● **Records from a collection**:
**********
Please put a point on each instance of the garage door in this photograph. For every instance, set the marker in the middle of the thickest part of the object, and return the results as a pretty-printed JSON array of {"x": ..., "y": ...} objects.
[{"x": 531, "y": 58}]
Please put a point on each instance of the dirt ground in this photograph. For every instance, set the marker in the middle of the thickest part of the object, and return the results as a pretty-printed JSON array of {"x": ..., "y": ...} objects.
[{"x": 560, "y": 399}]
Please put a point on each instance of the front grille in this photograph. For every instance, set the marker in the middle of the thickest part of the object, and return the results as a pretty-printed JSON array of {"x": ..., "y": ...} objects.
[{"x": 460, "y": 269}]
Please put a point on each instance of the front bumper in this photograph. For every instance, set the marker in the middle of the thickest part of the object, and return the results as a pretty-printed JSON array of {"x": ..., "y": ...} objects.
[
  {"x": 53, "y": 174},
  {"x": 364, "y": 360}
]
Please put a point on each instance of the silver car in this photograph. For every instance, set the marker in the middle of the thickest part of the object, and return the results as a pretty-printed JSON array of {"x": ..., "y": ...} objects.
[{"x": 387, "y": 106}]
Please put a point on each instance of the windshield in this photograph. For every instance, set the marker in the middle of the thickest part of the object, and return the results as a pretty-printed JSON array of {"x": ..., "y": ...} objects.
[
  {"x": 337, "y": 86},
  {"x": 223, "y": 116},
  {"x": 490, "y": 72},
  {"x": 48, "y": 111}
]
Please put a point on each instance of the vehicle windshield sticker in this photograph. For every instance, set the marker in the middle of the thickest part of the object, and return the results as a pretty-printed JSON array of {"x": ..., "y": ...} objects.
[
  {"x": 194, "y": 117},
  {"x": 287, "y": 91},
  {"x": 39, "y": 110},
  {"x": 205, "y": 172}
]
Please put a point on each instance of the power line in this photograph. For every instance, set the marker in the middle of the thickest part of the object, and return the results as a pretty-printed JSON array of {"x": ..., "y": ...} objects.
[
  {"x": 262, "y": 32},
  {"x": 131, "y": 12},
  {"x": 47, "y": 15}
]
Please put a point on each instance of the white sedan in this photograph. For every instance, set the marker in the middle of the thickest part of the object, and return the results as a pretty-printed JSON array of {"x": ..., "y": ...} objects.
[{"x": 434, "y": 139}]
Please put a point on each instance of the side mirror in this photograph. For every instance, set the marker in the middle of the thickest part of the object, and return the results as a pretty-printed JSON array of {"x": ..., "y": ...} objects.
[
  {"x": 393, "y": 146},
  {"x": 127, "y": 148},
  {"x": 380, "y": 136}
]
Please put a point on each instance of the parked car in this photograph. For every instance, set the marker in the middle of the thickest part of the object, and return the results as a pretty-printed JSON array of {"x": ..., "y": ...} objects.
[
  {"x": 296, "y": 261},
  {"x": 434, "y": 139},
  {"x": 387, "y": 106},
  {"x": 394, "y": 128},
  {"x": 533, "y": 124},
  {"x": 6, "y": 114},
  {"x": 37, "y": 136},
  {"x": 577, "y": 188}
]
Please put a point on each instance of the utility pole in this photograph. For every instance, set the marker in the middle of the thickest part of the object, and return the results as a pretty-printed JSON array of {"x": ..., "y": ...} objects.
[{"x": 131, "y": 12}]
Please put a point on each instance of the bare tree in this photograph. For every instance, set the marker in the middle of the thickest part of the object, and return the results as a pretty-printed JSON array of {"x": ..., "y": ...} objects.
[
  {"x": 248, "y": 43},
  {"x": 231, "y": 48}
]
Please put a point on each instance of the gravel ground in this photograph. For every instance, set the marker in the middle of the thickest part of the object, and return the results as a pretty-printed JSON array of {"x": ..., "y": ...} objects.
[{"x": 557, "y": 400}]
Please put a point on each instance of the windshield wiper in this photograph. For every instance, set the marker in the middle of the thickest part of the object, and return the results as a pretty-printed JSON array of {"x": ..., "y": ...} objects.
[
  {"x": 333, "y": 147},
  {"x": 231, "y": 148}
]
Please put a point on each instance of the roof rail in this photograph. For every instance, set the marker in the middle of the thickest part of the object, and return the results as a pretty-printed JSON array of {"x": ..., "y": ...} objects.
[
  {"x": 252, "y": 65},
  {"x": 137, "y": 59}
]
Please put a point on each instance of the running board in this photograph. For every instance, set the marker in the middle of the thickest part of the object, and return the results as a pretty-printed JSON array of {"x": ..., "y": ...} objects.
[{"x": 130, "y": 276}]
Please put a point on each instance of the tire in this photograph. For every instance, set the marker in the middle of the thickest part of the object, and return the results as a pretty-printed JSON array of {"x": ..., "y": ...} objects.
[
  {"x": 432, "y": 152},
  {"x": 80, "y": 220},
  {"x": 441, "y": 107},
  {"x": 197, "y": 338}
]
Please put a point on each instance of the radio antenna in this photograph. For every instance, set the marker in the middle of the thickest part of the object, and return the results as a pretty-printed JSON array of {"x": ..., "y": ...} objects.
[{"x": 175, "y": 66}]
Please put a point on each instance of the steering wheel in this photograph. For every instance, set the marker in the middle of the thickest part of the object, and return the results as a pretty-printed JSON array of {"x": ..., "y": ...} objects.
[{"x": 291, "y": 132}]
**********
Transcribe all of the entries above without changing a single character.

Please put a point on each instance of the garage door in this photograph. For every instance, set the marker in the middle of the thickest part of the object, and return the results as a pretty-printed JSON array of {"x": ..., "y": ...} objects.
[{"x": 531, "y": 58}]
Please put a point on each instance of the dirt ground in this photograph. For every instance, set the marker in the middle of the thickest part of the object, and return the results as a pretty-printed JSON array of {"x": ..., "y": ...} objects.
[{"x": 560, "y": 399}]
Please put a point on each instance of the front grille in this photograph. For every instance, set the marker in the middle of the thickest part of the object, and return the results as a pretty-printed JSON array of {"x": ..., "y": ...} objects.
[{"x": 460, "y": 269}]
Please put a point on each instance of the front bumper in this photograph. For every instance, set the marker in the middle of the thickest part of the object, and return the results as a pretty-printed JSON array of {"x": ..., "y": ...} objects.
[
  {"x": 53, "y": 174},
  {"x": 364, "y": 360}
]
Please put a point on each instance of the silver car in this photograph. For every instance, set the marker in the middle of the thickest part of the object, and return the results as a pretty-printed JSON array of {"x": ..., "y": ...} objects.
[{"x": 387, "y": 106}]
Please put a point on each instance of the windshield in this photograph. For every instance, set the marker in the middle of the thickest part of the object, and return the results as a pretty-printed JSON array of {"x": ..., "y": ...} objects.
[
  {"x": 337, "y": 86},
  {"x": 223, "y": 116},
  {"x": 490, "y": 72},
  {"x": 48, "y": 111}
]
Please put a point on each instance of the vehicle windshield sticker in this photograph. For every instance, set the marker in the middle of the thickest part of the object, and return the results as a pretty-printed JSON array of {"x": ..., "y": ...} objects.
[
  {"x": 194, "y": 117},
  {"x": 287, "y": 91},
  {"x": 39, "y": 110},
  {"x": 205, "y": 172}
]
Please put a point on each instance of the power line in this photograph. For every instance, set the marker in the middle of the thickest part of the object, and return the results as a pretty-printed JSON array of {"x": ..., "y": ...} objects.
[
  {"x": 262, "y": 32},
  {"x": 131, "y": 12},
  {"x": 47, "y": 15}
]
Please put a point on each instance of the white sedan in this photograph. For every instance, set the marker in the middle of the thickest part of the object, and return the results as a pretty-printed JSON array of {"x": ..., "y": ...} objects.
[{"x": 434, "y": 139}]
Please put a point on each instance of the side mirror in this photograph. For every instance, set the marker in the middle of the thickest part of the object, and return the results as a pretty-printed JSON array of {"x": ..., "y": ...} objects.
[
  {"x": 393, "y": 146},
  {"x": 127, "y": 148},
  {"x": 380, "y": 136}
]
Please put a point on each instance of the parked car in this photograph. For every instance, set the marker in the middle of the thickest part of the object, and return the results as a pretty-printed JSON array of {"x": ..., "y": ...} objects.
[
  {"x": 296, "y": 261},
  {"x": 434, "y": 139},
  {"x": 387, "y": 106},
  {"x": 394, "y": 128},
  {"x": 533, "y": 124},
  {"x": 6, "y": 114},
  {"x": 37, "y": 136},
  {"x": 577, "y": 188}
]
Please put a point on each instance of the utility pole in this photograph. For every instance, set the marker in the middle of the thickest part of the object, and return the results as a pretty-printed JSON array of {"x": ..., "y": ...} objects.
[{"x": 131, "y": 12}]
Please put a point on each instance of the bare tree in this photograph. For every instance, set the marker in the middle of the thickest part of the object, and return the results as a pretty-printed JSON array of {"x": ..., "y": ...} objects.
[
  {"x": 248, "y": 43},
  {"x": 231, "y": 48}
]
Please put a point on each instance of the gravel ground in this photograph. For every instance, set the marker in the middle of the thickest part of the object, and return the results as a pretty-printed JSON array of {"x": ..., "y": ...} objects.
[{"x": 557, "y": 400}]
Please put a point on each instance of the windshield wiper in this photograph. For every instance, set the marker in the middle of the thickest part of the object, and return the results as a pretty-printed JSON array of {"x": ..., "y": ...} objects.
[
  {"x": 333, "y": 147},
  {"x": 231, "y": 148}
]
Please put a point on each instance of the roof rail in this photograph. For every instance, set the marker in the middle of the thickest part of the object, and return the results as a pretty-printed JSON array of {"x": ..., "y": ...} objects.
[
  {"x": 252, "y": 65},
  {"x": 137, "y": 59}
]
Please put a point on each instance of the running board in this photograph. For every instance, set the marker in the middle of the thickest part of the object, and return the results as a pretty-printed JSON array of {"x": ..., "y": ...} objects.
[{"x": 130, "y": 276}]
Please put a point on each instance of the tire in this photograph. For every instance, set the marker in the middle of the thickest part of the object, and return the results as a pretty-printed JSON array of {"x": ..., "y": ...} objects.
[
  {"x": 432, "y": 152},
  {"x": 80, "y": 220},
  {"x": 441, "y": 107},
  {"x": 197, "y": 338}
]
Please put a point on each instance of the radio antenna in this photograph. For every instance, set the marker in the middle of the thickest part of the object, and return the results as a pretty-printed JSON array of {"x": ..., "y": ...} objects.
[{"x": 175, "y": 66}]
Please put a point on each instance of the steering wheel in this photograph. For every instance, set the marker in the middle of the thickest part of the object, and return the results as a pretty-printed JSON array of {"x": ..., "y": ...} objects.
[{"x": 291, "y": 132}]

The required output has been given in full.